* [Metin Bölümü]:
<<<<

Günümüzde sosyal medya fenomenleri, bilinçsizce çocuklarının fotoğraflarını ve videolarını paylaşarak hem kendilerine maddi kazanç sağlıyor hem de bunun topluma yansımalarını göz ardı ediyor. Çocuğun hakları, ileride yaşayacağı psikolojik etkiler ve olası kimlik hırsızlığı gibi ciddi riskler, bu paylaşımlar aracılığıyla göz ardı ediliyor.
Uzmanlar, çocukların mahremiyetinin korunması gerektiğine dikkat çekerek, ebeveynlerin farkında olmadan çocuklarını istismara açık hale getirdiğini vurguluyor. Uzman Klinik Psikolog Mısra Nur Nişancı Koçak, konuyla ilgili önemli uyarılarda bulundu.
"Çocukları fark etmeden istismar ediyorlar"
Teknolojinin gelişmesiyle birlikte sosyal medya kullanımı hızla artarken, henüz kendi kimliğini bile kavrayamayan bebekler dijital dünyada bir iz bırakıyor. Yeni nesil ebeveynler, çocuklarının her anını paylaşarak farkında olmadan onların özel hayatını ihlal ediyor.
Koçak, ebeveynlerin çocukları üzerinden sosyal medya kazancı sağlarken, onların gelecekte yaşayabileceği psikolojik ve sosyal zararları göz ardı ettiğini belirtti:
"Ebeveynler, çocuklarının fotoğraf ve videolarını paylaşarak mahremiyet ihlaline sebep oluyor. Henüz karar verme yetisine sahip olmayan çocuklar, ilerleyen yaşlarda bu durumun psikolojik yıkımını yaşayabiliyor. Mahremiyet bilinci gelişmeden büyüyen çocuklar, ileride kendi özel hayatlarını korumakta zorlanabilir."
Tehlikeye dikkat
Çocukların fotoğraflarını sosyal medyada paylaşmanın düşündüğümüzden çok daha büyük tehlikeler yarattığını belirten Koçak, bu görsellerin pedofili sitelerinde kullanılma riski taşıdığını vurguladı.
"Araştırmalar, pedofil sitelerinde yer alan içeriklerin yaklaşık yarısının sosyal medya hesaplarından alındığını gösteriyor. Paylaşılan her çocuk fotoğrafı, aynı zamanda suistimal edilme riskini de beraberinde getiriyor."
Ayrıca, ebeveynlerin çocuklarının doğum tarihi, isim, soy isim gibi kişisel bilgilerini paylaşmalarının kimlik hırsızlığıgibi ciddi risklere yol açabileceğini belirten Koçak, sosyal medyada çocuk hesaplarının çocuk istismarcıları tarafından kötüye kullanılabileceğini söyledi.
Çocuklar için görünmeyen tehlike: Dijital izler
Koçak, sosyal medyada paylaşılan çocukluk görüntülerinin ilerleyen yaşlarda tehdit ve şantaj amaçlı kullanılabileceğini belirtti.
"Bugün sevimli görünen çocukluk fotoğrafları, ileride kişisel verilere erişimin kolaylaşmasıyla kötü amaçlar için kullanılabilir. Çocuk, yetişkinliğe ulaştığında bu bilgilerin yaygınlaşmış olmasından rahatsızlık ve utanç duyabilir."

>>>>

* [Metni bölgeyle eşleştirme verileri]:

<<<<

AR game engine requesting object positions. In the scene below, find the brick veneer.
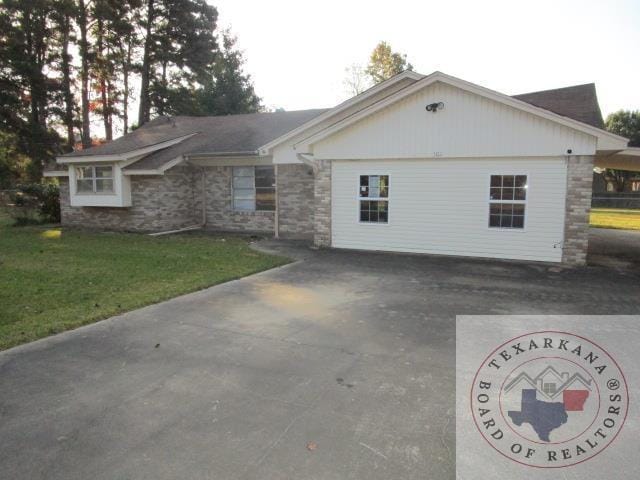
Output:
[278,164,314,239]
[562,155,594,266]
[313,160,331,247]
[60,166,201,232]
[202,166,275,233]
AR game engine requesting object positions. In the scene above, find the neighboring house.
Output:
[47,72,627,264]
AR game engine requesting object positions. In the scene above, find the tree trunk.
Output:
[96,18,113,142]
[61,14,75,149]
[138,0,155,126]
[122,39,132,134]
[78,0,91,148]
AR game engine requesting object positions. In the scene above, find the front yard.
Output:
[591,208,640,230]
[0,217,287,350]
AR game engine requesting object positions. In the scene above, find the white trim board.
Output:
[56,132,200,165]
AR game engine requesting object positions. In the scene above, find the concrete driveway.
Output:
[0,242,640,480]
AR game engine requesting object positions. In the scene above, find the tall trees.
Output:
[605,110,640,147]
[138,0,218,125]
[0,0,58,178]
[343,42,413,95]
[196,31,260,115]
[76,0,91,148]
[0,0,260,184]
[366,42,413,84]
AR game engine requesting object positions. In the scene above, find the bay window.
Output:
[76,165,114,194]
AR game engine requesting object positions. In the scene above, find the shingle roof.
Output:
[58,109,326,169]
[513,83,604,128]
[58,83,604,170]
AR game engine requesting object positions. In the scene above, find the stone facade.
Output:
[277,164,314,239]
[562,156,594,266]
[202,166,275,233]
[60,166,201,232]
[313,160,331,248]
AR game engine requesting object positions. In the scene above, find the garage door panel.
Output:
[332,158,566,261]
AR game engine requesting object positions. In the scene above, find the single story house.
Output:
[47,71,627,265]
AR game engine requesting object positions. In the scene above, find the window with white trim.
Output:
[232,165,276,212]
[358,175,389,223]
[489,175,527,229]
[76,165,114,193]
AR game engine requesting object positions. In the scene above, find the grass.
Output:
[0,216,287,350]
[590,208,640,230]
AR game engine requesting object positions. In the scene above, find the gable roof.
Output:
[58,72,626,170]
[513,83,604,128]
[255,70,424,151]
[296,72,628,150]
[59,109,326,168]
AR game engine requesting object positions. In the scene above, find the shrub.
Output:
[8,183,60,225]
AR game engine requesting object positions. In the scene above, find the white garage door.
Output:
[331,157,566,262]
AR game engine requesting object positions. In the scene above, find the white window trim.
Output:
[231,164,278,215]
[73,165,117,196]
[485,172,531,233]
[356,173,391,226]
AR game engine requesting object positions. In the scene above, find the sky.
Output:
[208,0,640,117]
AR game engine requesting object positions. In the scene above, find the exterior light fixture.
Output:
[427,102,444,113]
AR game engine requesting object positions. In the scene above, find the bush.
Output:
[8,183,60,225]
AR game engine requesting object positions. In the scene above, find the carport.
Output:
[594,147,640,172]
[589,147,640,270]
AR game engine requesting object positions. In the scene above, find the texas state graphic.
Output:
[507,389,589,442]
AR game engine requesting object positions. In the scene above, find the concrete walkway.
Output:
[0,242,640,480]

>>>>

* [Yapılacak İşler]:
A. Metin bölümüne göre aşağıdaki soruları cevaplayın:
(i) Konuyla ilgili uyarılarda bulunan uzman klinik psikoloğun adı ne?
(ii) Araştırmalara göre pedofil sitelerindeki içeriklerin yaklaşık ne kadarı sosyal medya hesaplarından alınıyor?
(iii) Sosyal medyada paylaşılan çocukluk görüntüleri ilerleyen yaşlarda hangi amaçlarla kullanılabilir?
B. Metin bölümündeki bütün ara başlıkları metinde geçtikleri sırayla yazın.

* [Görev Cevapları]:
A.
(i) Mısra Nur Nişancı Koçak
(ii) Yaklaşık yarısı
(iii) Tehdit ve şantaj amacıyla

B.
"Çocukları fark etmeden istismar ediyorlar"
Tehlikeye dikkat
Çocuklar için görünmeyen tehlike: Dijital izler